*** Passage Section Begins ***

When End-of-Life Plans Are Just Hopes

Why her mom’s living will turned out to be useless

By Lola Butcher

Mom’s terminal cancer diagnosis took her by surprise. “I always thought I would just fall over dead while I was walking across the backyard,” she told me. “Not me,” I responded. “I’m planning to go out like Uncle Ernest: Go to bed healthy and wake up dead. I think it’s called cardiac arrest.”

We were sitting at Mom’s kitchen table, trying to pretend everything was OK. A few years earlier, Mom had flitted away “a little bit of cancer,” as she called it, with a lumpectomy carefully timed so she did not miss her volunteer gigs. But we knew that this time — two cancers and increasing shortness of breath — was going to be different.

We tried to focus on the peach cobbler in our bowls. In our minds, though, we were coming to grips with the fact that we had fooled ourselves.

Mom and I thought of ourselves as great planners. Our pantries always well-stocked; the menu always worked out weeks before the big family dinner; a hundred-dollar bill always tucked in the sock drawer, just in case.

Mom’s End-of-Life Plan

Mom’s end-of-life plan was to die quickly. It turns out that is not a plan; it’s a hope. And the difference proved terribly sad when it came to the living will she’d prepared (a living will is an advance directive spelling out your desires regarding medical treatment if you’re no longer able to express them).

Like every good planner, Mom had a Plan B if she didn’t get the sudden death she was counting on. She was such an enthusiast for having a living will that I teased her about handing out copies like they were campaign flyers. When she turned 65 or thereabouts, she presented a copy to each of us four kids, her siblings and her doctor, along with a warning that “if you keep me alive on machines, I’ll come back to haunt you.”

That made us laugh. Mom was as threatening as a worn-out quilt. And after Dad died, when they were both in their mid-50s, she devoted the next three decades to making other people’s lives easier. She was a cookie-baking grandma happy to babysit on five minutes notice; the lady who made hash brown casseroles for bereavement dinners at her church.

Mom’s Living Will

Looking back, I wonder where she got all those copies of her living will. In my mind’s eye, I see her — super-white tennis shoes and polyester slacks — standing next to the copy machine at the library, fishing dimes out of her coin purse, while a young library intern pushed the button. “I better get a couple more copies, if you don’t mind. My kids lose things like you wouldn’t believe,” she might have said.

*** Passage Section Ends ***
*** Material supplied Section Begins ***

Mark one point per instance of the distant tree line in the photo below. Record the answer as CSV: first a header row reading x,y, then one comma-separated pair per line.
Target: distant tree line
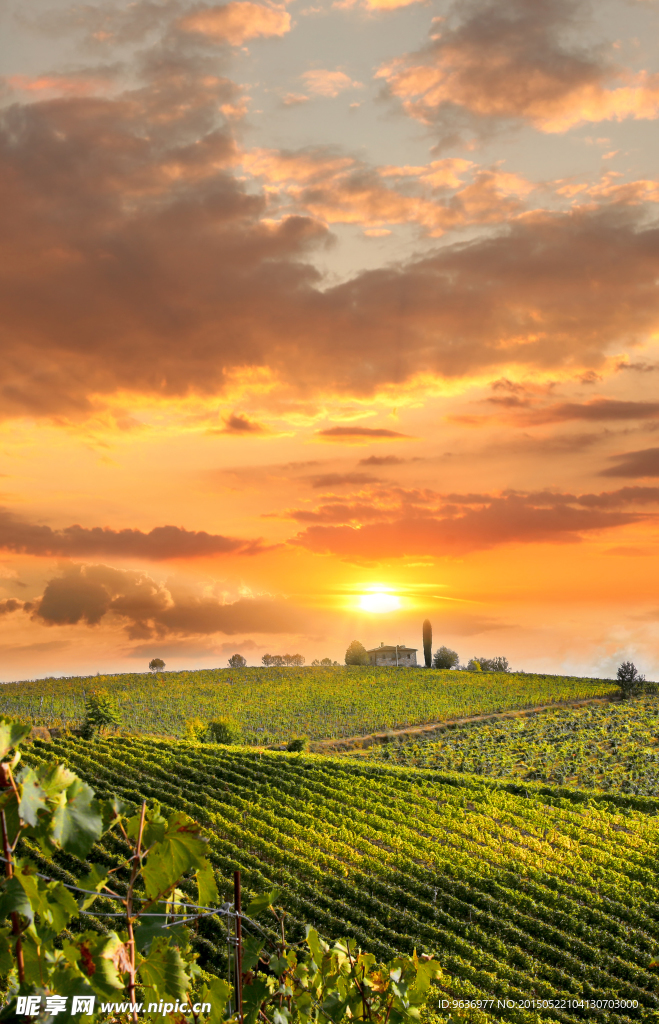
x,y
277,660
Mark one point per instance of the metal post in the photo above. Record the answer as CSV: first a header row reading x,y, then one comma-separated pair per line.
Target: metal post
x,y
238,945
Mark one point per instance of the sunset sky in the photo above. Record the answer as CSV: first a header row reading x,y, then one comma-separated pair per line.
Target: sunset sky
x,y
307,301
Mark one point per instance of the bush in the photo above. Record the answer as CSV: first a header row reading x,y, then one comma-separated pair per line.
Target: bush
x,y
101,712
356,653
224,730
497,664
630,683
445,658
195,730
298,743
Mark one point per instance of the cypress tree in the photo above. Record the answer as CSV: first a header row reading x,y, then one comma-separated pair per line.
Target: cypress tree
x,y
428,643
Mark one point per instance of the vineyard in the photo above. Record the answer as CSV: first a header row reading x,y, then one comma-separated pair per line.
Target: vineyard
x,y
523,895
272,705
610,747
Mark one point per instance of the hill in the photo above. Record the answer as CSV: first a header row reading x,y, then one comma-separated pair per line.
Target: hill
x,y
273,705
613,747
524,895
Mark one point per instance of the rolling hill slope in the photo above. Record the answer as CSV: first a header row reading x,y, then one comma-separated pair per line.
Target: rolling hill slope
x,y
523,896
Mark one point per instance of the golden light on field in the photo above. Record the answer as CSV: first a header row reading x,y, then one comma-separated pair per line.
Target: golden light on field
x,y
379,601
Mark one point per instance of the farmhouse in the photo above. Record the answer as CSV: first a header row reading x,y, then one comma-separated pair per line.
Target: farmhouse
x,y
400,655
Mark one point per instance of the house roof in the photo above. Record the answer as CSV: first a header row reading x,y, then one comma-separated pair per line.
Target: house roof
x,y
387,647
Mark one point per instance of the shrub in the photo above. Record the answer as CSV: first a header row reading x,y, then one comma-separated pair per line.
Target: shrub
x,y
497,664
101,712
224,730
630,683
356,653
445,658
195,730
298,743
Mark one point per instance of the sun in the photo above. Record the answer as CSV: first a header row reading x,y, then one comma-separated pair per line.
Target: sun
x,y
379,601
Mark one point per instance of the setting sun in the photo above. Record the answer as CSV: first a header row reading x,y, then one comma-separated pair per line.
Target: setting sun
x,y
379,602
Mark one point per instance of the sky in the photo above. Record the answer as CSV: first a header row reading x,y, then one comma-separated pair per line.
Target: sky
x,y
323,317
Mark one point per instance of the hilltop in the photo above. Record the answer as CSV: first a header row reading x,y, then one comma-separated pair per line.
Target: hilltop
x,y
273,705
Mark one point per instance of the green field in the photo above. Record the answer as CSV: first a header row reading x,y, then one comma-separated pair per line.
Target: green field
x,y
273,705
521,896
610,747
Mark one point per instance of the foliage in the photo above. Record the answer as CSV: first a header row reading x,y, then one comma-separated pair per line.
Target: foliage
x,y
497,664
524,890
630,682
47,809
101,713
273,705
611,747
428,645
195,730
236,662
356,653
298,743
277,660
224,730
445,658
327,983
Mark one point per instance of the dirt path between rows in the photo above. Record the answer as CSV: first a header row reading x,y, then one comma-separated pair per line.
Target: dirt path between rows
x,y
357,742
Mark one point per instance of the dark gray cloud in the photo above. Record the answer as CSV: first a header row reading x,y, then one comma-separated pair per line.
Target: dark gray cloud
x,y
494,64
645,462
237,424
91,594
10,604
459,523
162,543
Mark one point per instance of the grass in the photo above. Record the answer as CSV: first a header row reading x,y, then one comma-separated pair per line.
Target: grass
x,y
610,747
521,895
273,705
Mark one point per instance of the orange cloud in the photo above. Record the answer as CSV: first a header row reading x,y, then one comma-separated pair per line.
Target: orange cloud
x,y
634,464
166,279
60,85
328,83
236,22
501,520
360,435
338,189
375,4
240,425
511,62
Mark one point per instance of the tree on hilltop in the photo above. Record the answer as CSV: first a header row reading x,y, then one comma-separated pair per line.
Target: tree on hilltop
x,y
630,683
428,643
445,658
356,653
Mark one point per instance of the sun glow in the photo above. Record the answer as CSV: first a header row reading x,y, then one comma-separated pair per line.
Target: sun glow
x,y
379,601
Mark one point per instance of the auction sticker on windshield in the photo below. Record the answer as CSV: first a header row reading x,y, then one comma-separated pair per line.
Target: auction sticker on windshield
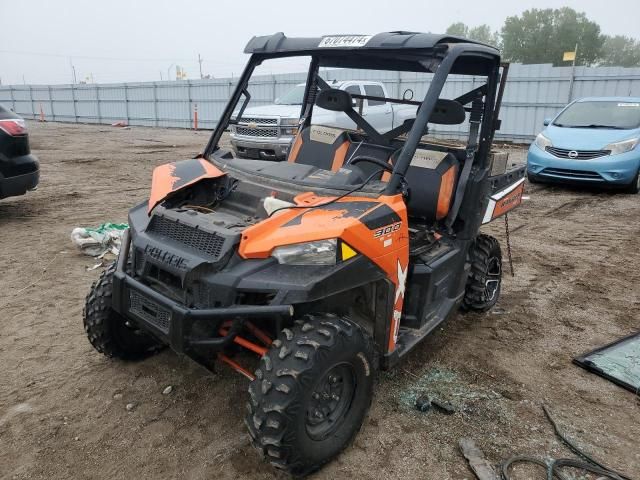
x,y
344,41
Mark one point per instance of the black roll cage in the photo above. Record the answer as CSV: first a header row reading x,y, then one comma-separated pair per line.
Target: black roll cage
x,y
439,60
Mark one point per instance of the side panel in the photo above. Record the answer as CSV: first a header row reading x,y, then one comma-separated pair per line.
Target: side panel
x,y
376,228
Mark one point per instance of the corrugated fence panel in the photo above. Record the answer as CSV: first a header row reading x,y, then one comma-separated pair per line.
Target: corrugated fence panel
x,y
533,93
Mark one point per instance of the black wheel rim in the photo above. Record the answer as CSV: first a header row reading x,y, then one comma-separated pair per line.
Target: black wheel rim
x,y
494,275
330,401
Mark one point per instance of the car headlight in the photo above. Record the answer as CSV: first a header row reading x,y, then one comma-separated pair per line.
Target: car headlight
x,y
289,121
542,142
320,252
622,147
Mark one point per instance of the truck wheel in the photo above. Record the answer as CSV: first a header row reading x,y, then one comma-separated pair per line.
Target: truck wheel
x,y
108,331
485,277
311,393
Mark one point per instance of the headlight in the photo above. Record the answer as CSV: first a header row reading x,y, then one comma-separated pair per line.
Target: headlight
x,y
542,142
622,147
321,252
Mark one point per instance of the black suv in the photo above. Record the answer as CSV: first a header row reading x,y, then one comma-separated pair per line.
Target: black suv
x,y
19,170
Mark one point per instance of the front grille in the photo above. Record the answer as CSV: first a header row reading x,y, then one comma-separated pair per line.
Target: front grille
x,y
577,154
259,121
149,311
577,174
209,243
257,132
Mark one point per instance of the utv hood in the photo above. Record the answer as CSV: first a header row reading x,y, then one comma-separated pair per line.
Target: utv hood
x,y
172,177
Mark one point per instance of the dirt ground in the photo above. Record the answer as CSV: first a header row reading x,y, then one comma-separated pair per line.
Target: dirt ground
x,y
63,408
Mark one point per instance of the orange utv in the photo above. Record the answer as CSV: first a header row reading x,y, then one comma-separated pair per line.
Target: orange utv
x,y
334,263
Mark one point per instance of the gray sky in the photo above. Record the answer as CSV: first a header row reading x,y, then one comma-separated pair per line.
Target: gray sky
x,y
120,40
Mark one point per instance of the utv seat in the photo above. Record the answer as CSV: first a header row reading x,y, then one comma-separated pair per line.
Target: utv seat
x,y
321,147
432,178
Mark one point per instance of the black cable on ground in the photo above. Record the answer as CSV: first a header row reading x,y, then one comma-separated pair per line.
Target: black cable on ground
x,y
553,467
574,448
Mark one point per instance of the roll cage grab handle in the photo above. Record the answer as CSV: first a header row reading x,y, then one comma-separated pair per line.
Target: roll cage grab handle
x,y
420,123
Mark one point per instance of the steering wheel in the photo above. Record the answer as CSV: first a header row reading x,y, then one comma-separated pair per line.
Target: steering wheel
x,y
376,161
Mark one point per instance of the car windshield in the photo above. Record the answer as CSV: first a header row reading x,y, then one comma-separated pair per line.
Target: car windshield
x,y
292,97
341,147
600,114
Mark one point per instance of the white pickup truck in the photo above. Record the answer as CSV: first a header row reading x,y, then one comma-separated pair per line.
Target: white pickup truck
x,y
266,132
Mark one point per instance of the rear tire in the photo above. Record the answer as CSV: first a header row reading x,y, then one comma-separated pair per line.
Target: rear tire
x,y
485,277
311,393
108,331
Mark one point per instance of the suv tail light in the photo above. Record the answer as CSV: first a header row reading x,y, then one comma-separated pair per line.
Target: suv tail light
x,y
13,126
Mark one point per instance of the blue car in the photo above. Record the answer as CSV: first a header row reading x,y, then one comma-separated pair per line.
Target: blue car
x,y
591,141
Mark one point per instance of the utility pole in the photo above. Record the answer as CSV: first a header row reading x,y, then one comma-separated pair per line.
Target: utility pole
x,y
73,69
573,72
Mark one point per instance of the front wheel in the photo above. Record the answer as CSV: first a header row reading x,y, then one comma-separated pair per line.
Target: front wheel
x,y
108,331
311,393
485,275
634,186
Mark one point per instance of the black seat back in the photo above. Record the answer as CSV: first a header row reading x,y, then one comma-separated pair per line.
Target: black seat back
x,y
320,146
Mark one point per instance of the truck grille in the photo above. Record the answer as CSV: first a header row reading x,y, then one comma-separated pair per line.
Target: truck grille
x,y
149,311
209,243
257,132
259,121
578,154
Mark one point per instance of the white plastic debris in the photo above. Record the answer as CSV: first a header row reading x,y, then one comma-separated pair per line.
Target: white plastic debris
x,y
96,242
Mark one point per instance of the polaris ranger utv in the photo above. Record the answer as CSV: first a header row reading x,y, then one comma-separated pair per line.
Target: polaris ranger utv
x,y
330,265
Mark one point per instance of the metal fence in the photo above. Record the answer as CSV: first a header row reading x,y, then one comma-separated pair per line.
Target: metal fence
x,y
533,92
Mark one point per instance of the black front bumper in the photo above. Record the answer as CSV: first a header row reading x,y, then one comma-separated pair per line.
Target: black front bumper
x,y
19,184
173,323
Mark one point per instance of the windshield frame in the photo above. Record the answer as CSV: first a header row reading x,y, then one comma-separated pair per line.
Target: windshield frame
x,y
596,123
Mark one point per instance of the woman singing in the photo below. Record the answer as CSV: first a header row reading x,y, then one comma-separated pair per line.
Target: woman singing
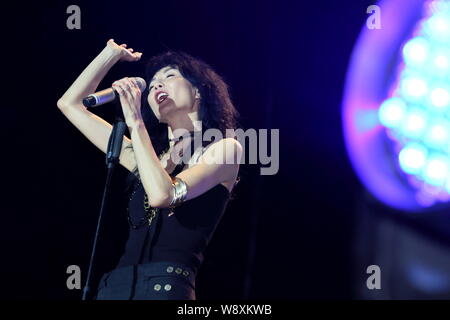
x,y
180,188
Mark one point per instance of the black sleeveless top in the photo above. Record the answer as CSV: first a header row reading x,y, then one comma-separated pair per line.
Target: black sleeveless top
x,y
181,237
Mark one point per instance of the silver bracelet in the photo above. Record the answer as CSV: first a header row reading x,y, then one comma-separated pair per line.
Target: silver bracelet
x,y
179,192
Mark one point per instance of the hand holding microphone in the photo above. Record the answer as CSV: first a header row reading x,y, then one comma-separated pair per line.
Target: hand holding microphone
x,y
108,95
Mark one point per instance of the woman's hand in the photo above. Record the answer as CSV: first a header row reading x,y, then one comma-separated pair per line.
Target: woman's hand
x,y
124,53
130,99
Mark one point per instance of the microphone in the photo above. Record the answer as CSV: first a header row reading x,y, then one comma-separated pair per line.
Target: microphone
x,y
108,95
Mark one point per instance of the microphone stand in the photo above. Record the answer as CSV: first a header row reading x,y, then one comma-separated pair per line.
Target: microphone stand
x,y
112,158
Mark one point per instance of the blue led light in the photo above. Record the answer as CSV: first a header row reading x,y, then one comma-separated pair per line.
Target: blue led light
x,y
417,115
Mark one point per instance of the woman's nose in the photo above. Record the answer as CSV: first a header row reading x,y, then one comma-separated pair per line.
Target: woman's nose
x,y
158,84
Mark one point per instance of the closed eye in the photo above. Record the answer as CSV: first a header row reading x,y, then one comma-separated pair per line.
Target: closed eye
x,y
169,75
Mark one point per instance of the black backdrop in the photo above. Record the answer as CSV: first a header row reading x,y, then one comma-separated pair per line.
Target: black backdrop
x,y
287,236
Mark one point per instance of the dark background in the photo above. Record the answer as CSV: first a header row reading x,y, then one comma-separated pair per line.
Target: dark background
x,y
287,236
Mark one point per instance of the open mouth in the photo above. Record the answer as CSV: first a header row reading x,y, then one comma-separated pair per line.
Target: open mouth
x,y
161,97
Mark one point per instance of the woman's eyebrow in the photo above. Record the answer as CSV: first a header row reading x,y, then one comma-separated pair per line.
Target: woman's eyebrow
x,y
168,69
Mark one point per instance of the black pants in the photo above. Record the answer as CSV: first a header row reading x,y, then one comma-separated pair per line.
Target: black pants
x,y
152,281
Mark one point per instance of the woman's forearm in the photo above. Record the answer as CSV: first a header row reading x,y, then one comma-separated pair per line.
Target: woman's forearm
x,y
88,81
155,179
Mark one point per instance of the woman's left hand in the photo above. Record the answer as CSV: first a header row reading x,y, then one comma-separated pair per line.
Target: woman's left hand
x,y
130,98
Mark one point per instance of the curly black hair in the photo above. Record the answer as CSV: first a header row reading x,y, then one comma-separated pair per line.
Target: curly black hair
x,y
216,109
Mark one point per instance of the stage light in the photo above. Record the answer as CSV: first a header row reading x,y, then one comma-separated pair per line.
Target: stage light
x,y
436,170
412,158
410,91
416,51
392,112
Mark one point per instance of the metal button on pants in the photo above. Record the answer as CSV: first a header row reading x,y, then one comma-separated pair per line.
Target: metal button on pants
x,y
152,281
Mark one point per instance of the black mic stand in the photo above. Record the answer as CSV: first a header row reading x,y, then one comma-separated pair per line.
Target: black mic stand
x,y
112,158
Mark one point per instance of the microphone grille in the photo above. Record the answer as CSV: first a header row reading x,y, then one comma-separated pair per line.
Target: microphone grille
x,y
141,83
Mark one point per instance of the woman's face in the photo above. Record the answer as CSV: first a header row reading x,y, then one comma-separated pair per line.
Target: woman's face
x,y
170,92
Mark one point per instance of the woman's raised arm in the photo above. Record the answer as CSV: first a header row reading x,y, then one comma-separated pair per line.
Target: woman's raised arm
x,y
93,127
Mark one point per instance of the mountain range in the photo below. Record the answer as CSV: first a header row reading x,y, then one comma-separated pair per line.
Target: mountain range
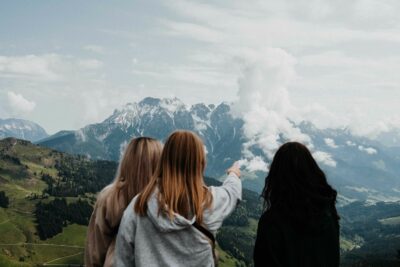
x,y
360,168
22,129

*** Material supplied Section Ends ***

**Your assignment:** Reproduce the stretch of the living will essay from "When End-of-Life Plans" through "had fooled ourselves." word for word.

**Response to this exercise:**
When End-of-Life Plans Are Just Hopes

Why her mom’s living will turned out to be useless

By Lola Butcher

Mom’s terminal cancer diagnosis took her by surprise. “I always thought I would just fall over dead while I was walking across the backyard,” she told me. “Not me,” I responded. “I’m planning to go out like Uncle Ernest: Go to bed healthy and wake up dead. I think it’s called cardiac arrest.”

We were sitting at Mom’s kitchen table, trying to pretend everything was OK. A few years earlier, Mom had flitted away “a little bit of cancer,” as she called it, with a lumpectomy carefully timed so she did not miss her volunteer gigs. But we knew that this time — two cancers and increasing shortness of breath — was going to be different.

We tried to focus on the peach cobbler in our bowls. In our minds, though, we were coming to grips with the fact that we had fooled ourselves.